Records contained in a dataset
"""

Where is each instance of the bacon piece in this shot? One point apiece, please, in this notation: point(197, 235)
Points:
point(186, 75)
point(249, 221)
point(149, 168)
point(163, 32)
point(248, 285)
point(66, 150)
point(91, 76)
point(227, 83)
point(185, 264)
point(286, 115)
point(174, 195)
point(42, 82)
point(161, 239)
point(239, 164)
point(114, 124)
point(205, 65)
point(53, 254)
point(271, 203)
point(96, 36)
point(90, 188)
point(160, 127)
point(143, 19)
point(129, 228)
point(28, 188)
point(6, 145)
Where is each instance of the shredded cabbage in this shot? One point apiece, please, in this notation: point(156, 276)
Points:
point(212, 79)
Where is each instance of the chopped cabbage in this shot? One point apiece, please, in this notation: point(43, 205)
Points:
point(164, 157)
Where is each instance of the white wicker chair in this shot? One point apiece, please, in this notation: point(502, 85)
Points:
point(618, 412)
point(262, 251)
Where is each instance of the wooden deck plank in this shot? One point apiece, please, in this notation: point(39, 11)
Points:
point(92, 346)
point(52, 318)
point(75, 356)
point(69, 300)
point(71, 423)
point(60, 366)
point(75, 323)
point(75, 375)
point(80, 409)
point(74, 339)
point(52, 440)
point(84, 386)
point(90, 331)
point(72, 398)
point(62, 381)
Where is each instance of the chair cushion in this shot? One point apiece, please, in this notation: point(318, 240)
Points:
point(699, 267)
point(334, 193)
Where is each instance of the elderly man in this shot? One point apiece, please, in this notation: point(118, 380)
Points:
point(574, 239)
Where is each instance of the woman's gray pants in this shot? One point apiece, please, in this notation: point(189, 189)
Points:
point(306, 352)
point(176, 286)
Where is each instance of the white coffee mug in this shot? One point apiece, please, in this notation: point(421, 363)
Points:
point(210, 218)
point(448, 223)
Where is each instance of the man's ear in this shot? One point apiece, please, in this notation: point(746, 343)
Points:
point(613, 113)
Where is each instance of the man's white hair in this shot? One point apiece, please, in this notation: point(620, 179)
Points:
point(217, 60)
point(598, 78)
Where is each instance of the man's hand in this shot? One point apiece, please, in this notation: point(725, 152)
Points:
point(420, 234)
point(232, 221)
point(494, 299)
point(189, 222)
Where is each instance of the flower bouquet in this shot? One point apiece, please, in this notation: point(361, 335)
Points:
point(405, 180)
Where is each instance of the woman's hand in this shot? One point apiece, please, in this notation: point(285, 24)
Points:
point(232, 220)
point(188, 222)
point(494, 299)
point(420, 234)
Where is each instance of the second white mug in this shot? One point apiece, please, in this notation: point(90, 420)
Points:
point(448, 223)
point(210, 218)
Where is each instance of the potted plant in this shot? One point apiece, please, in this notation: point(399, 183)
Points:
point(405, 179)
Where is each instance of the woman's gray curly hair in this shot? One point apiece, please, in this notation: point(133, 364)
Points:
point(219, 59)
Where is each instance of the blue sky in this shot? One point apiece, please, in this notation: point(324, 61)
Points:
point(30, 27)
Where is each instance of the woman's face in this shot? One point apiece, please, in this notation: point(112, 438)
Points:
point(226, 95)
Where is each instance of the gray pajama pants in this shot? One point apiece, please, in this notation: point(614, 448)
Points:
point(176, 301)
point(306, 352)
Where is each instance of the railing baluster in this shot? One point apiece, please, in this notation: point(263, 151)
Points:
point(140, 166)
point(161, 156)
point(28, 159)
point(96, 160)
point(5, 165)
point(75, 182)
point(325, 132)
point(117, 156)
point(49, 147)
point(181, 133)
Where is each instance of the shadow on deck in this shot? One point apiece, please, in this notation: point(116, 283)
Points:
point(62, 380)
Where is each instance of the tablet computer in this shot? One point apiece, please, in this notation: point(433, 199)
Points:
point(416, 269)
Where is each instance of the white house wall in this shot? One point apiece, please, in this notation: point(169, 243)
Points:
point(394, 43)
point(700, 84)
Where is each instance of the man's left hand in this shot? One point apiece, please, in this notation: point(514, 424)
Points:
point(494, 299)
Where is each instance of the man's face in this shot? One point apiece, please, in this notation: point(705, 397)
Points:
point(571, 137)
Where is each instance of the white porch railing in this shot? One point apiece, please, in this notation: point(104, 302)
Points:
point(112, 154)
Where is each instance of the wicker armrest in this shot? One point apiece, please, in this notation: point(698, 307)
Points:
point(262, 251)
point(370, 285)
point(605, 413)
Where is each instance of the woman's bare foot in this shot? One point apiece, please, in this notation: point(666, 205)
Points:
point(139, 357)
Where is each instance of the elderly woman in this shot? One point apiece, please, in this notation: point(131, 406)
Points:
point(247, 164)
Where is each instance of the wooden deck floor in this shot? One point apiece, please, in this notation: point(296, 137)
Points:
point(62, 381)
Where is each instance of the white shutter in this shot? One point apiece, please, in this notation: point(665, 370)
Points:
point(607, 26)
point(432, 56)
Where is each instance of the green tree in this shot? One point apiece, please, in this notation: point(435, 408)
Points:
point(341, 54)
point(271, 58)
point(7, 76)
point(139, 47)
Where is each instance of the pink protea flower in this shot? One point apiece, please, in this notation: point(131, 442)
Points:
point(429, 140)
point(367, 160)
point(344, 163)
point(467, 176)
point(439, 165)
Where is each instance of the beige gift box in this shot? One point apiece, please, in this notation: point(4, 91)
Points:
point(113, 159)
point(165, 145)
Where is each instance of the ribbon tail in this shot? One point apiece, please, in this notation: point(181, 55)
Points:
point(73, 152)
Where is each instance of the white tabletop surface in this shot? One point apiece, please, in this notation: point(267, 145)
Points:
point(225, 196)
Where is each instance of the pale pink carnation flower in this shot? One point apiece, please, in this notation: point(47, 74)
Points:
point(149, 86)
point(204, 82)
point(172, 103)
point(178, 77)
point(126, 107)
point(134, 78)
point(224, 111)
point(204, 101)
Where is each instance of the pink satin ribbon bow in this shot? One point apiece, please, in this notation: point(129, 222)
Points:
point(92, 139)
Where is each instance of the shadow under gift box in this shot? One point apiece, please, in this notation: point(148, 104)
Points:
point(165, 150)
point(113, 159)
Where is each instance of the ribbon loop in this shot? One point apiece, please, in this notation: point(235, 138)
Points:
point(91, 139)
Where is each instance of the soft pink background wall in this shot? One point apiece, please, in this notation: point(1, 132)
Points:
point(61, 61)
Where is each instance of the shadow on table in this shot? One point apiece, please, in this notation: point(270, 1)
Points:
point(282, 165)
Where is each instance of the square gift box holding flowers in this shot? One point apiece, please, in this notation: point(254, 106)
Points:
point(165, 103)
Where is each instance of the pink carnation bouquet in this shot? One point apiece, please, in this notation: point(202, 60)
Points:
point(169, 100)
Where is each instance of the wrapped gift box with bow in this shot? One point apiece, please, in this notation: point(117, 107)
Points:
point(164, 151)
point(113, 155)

"""

Copy out the records above without altering anything.

Written answer
Where is each instance of the bacon piece in this shot? One point apiece, please, in this notation: point(197, 235)
Points:
point(186, 75)
point(249, 221)
point(149, 168)
point(163, 32)
point(248, 285)
point(66, 150)
point(91, 76)
point(227, 83)
point(185, 264)
point(286, 115)
point(174, 195)
point(42, 82)
point(161, 239)
point(239, 164)
point(114, 124)
point(205, 65)
point(53, 254)
point(271, 203)
point(96, 36)
point(90, 188)
point(160, 127)
point(143, 19)
point(129, 228)
point(28, 188)
point(6, 145)
Where is each instance of the shredded cabbage in this shot? One point apiece, please, in this notation: point(156, 276)
Points:
point(212, 79)
Where is each instance of the chopped cabbage in this shot? One point apiece, please, in this notation: point(43, 205)
Points:
point(164, 157)
Where is each instance of the white wicker chair in this shot? One point apiece, please, in this notation: point(502, 85)
Points:
point(618, 412)
point(262, 251)
Where is each instance of the wooden deck plank in this shot? One point apiece, please, in this notation: point(39, 11)
Points:
point(92, 346)
point(52, 318)
point(75, 356)
point(69, 300)
point(71, 423)
point(60, 366)
point(75, 323)
point(75, 375)
point(80, 409)
point(74, 339)
point(52, 440)
point(84, 386)
point(90, 331)
point(72, 398)
point(62, 381)
Where is each instance of the chair cushion in this shot? One point apiece, please, in this notation: point(318, 240)
Points:
point(699, 267)
point(334, 193)
Where is each instance of the elderly man in this shot? One point apiece, please, in this notation: point(118, 380)
Points:
point(574, 239)
Where is each instance of the woman's gray pants in this shot? One point apiece, please, in this notation: point(189, 189)
Points:
point(306, 352)
point(176, 286)
Where is each instance of the white coffee mug in this shot? One point apiece, please, in this notation: point(421, 363)
Points:
point(210, 218)
point(448, 223)
Where is each instance of the man's ear in this shot? One point apiece, please, in this notation: point(746, 343)
Points:
point(613, 113)
Where is each instance of the man's white hair in this shot? One point apiece, please, in this notation: point(620, 179)
Points:
point(217, 60)
point(598, 78)
Where is each instance of the man's hand in this shot? One point apiece, please, in this notation: point(725, 152)
Points:
point(420, 234)
point(232, 221)
point(494, 299)
point(189, 222)
Where is each instance of the flower bouquet in this shot? One point apiece, please, in this notation: point(361, 335)
Points:
point(405, 180)
Where is each instance of the woman's hand in this shot? One point apiece, please, in this notation: point(285, 24)
Points:
point(232, 220)
point(188, 222)
point(494, 299)
point(420, 234)
Where is each instance of the second white mug in this shot? One point apiece, please, in this notation: point(90, 420)
Points:
point(448, 223)
point(210, 218)
Where is each instance of the potted plant in this shot? One point apiece, please, in this notation: point(399, 183)
Points:
point(405, 179)
Where is each instance of the woman's gray curly hair in this shot? One point apiece, please, in this notation: point(133, 364)
Points:
point(219, 59)
Where is each instance of the blue sky in this shot? One point apiece, please, in this notation: point(324, 61)
Points:
point(30, 27)
Where is each instance of the woman's face in this shot? One point apiece, please, in this notation: point(112, 438)
Points:
point(226, 95)
Where is each instance of the gray pajama pants in this shot? One point apiece, please, in this notation: point(614, 448)
Points:
point(176, 301)
point(306, 352)
Where is each instance of the railing baluster in this shot? One point apiece, please, in this notation: point(263, 151)
Points:
point(140, 166)
point(161, 156)
point(28, 159)
point(96, 160)
point(5, 165)
point(75, 182)
point(325, 132)
point(117, 156)
point(49, 147)
point(181, 133)
Where is each instance of the shadow on deck in this shot? One point apiece, please, in this notation: point(116, 283)
Points:
point(62, 380)
Where is each instance of the tablet computer in this shot? One point apiece, please, in this notation: point(433, 199)
Points:
point(416, 269)
Where is each instance of the white house wall in this shot? One point apiece, please, in this notation: point(169, 243)
Points:
point(394, 43)
point(700, 84)
Where is each instance of the man's left hand in this shot? One point apiece, please, in this notation: point(514, 424)
Points:
point(494, 299)
Where is each instance of the man's face in this shot? One point apiece, please, in this notation: point(705, 397)
Points:
point(571, 137)
Where is each instance of the white porch railing in this shot? One point apiece, please, in this notation: point(104, 302)
Points:
point(112, 154)
Where is each instance of the wicker armrest in this shot? One point apiece, please, in this notation: point(698, 307)
Points:
point(262, 251)
point(370, 285)
point(605, 413)
Where is each instance of the woman's bare foot in this shot? One point apiece, please, in this notation: point(666, 205)
Points:
point(139, 357)
Where is each instance of the elderly woman in this shot? One point apiece, please, in this notation: point(131, 406)
Points:
point(247, 164)
Where is each instance of the wooden deck floor in this shot? One point apiece, please, in this notation: point(296, 137)
Points:
point(62, 381)
Where is each instance of the white shutter in this shot? One point apiece, please, in this notation: point(665, 370)
Points:
point(607, 26)
point(432, 56)
Where is each instance of the green tree in this shot? One point apiece, please, in this notation: point(435, 408)
Points:
point(341, 54)
point(271, 58)
point(7, 76)
point(139, 47)
Where is each instance of the pink protea flower in this shot? One point apiece, please, in this notation: point(131, 442)
Points:
point(429, 140)
point(367, 160)
point(344, 163)
point(467, 176)
point(439, 165)
Where is each instance of the beige gift box in this shot? One point apiece, please, in this notation: point(4, 91)
Points:
point(113, 159)
point(165, 145)
Where is each instance of the ribbon tail in this shot? One point apiece, please, in this notation: point(181, 55)
Points:
point(73, 152)
Where is each instance of the white tabletop surface in this shot? One point apiece, please, in this notation: point(267, 145)
Points:
point(225, 196)
Where is each instance of the pale pink carnation flower in this shot? One point apiece, please, in this notation: point(47, 74)
Points:
point(149, 86)
point(204, 82)
point(172, 103)
point(178, 77)
point(126, 107)
point(134, 78)
point(224, 111)
point(204, 101)
Where is each instance of the pink satin ribbon bow in this shot? One point apiece, please, in this notation: point(129, 222)
Points:
point(92, 139)
Where is each instance of the shadow under gift box in this shot? One point apiece, please, in this notation: point(148, 104)
Points:
point(165, 150)
point(113, 159)
Where is each instance of the ribbon loop in this shot? One point apiece, please, in this notation: point(235, 138)
Points:
point(91, 139)
Where is each instance of the soft pink background wall in this shot? One point apiece, please, in this notation: point(1, 132)
Points:
point(61, 61)
Where is each instance of the shadow on table in this shot? One point apiece, please, in this notation: point(270, 1)
Points:
point(282, 165)
Where is each instance of the square gift box holding flowers in this shot? One point apiece, please, in this notation: point(254, 106)
Points:
point(165, 103)
Where is each instance of the pink carnation bouquet in this shot? One point apiece, please, in this notation: point(202, 60)
Points:
point(169, 100)
Where is each instance of the wrapped gift box with bow in this shot? One point apiece, please, in this notation: point(117, 107)
Points:
point(164, 151)
point(113, 155)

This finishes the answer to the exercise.